Coordinate annotation records:
-- BEGIN --

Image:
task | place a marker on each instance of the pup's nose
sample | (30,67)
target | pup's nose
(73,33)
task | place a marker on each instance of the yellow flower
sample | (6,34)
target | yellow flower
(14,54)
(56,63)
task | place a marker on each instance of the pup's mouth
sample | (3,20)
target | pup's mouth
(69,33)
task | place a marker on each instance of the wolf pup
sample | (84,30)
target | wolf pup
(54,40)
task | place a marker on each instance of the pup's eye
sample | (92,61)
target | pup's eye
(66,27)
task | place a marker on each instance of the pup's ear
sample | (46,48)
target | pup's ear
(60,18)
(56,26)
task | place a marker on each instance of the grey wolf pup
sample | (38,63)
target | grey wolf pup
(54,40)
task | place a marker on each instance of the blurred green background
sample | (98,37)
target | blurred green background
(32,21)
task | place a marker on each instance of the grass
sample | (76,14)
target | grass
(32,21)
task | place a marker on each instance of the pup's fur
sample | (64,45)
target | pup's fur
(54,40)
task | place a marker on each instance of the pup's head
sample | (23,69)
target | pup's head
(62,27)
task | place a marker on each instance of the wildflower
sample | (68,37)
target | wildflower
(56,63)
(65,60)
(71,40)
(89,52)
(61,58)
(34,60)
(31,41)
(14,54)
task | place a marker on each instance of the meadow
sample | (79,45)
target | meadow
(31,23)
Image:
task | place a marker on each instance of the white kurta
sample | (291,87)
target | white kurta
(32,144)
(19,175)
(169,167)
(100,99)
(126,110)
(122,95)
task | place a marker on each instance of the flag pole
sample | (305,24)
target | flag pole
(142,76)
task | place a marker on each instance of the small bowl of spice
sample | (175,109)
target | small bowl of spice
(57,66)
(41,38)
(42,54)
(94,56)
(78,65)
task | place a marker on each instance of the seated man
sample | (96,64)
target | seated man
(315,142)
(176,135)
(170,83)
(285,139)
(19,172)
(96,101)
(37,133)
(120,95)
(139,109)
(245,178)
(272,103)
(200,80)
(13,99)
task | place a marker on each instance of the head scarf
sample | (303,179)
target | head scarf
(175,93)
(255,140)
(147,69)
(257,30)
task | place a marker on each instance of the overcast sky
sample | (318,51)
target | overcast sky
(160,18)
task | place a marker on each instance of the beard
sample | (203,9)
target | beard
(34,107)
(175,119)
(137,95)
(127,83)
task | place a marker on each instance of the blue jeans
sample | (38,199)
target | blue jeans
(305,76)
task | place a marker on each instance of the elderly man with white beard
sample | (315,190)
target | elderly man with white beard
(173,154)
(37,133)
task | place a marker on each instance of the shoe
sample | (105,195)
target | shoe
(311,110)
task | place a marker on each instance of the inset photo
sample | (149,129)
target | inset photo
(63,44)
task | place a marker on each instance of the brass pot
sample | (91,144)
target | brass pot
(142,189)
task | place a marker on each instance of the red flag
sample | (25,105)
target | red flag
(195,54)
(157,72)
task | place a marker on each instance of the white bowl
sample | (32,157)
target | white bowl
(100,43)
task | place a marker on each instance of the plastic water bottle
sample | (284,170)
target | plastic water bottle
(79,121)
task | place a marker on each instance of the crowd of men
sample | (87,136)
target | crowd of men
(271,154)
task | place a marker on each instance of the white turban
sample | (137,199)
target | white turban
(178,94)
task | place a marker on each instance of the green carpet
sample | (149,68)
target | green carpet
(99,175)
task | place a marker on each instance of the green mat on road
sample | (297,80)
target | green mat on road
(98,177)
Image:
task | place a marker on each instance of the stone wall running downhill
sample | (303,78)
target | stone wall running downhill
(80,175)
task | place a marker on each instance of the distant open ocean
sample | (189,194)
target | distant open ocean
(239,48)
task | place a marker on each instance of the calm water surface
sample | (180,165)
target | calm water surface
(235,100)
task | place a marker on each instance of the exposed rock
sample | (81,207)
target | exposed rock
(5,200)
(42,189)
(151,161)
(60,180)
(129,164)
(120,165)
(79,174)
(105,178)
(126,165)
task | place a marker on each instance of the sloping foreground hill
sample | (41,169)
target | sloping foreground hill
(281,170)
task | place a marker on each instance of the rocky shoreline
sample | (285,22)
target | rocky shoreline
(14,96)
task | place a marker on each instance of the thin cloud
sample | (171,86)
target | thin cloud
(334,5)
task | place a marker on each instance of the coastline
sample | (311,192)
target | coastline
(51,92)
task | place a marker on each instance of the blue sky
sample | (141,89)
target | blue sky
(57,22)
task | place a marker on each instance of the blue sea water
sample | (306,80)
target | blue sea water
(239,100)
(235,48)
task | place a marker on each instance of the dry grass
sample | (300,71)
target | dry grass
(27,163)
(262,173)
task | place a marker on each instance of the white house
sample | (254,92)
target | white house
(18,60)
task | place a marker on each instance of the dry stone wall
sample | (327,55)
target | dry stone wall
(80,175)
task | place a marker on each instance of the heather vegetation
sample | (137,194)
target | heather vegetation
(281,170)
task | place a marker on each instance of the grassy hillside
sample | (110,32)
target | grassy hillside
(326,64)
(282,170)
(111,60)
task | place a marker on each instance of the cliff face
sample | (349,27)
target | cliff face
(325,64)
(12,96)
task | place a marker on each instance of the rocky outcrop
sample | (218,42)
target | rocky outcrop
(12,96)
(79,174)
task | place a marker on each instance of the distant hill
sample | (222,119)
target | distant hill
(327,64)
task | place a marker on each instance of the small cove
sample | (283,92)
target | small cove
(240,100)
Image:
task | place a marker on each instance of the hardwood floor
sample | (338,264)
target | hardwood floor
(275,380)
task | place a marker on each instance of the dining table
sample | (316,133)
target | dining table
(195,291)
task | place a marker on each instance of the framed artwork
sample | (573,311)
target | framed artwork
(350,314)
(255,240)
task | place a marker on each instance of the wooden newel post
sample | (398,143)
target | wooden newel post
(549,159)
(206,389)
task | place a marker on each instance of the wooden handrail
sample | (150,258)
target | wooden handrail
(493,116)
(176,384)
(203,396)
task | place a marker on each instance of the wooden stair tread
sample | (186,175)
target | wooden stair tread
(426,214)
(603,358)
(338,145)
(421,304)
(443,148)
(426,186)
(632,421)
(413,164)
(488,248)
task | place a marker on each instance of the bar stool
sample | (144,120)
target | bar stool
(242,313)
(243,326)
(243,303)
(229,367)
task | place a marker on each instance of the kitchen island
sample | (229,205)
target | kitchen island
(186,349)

-- END --

[TASK DETAILS]
Repeat exactly, and only, the lines from the line containing "the small cove" through the last line of the records above, both included.

[RESULT OF THIS EXERCISE]
task | place a marker on each instance of the small cove
sample | (283,92)
target | small cove
(240,100)
Image:
task | place a marker on each instance of the hardwood floor
sample | (338,264)
target | hardwood floor
(275,380)
task | place a marker on each instance of the dining table
sample | (316,133)
target | dining table
(195,291)
task | place a marker on each instance of the framed artwork
sample | (573,311)
target | framed artwork
(350,314)
(255,240)
task | place a marker on each instance of the wooden newel post
sample | (398,143)
target | wooden newel post
(549,159)
(206,389)
task | place a marker on each instance of the wooden handrail
sample | (150,258)
target | wooden handrail
(493,116)
(176,384)
(203,396)
task | place a marker on each instance of the wooden stair tread
sample | (186,175)
target | wooden stair tread
(426,214)
(603,358)
(338,145)
(421,304)
(443,148)
(426,186)
(632,421)
(413,164)
(488,248)
task | place a marker on each instance of the bar stool
sample | (144,120)
target | bar stool
(242,313)
(243,326)
(243,303)
(229,367)
task | place a marker on each instance of the kitchen island
sample | (229,205)
target | kitchen island
(186,349)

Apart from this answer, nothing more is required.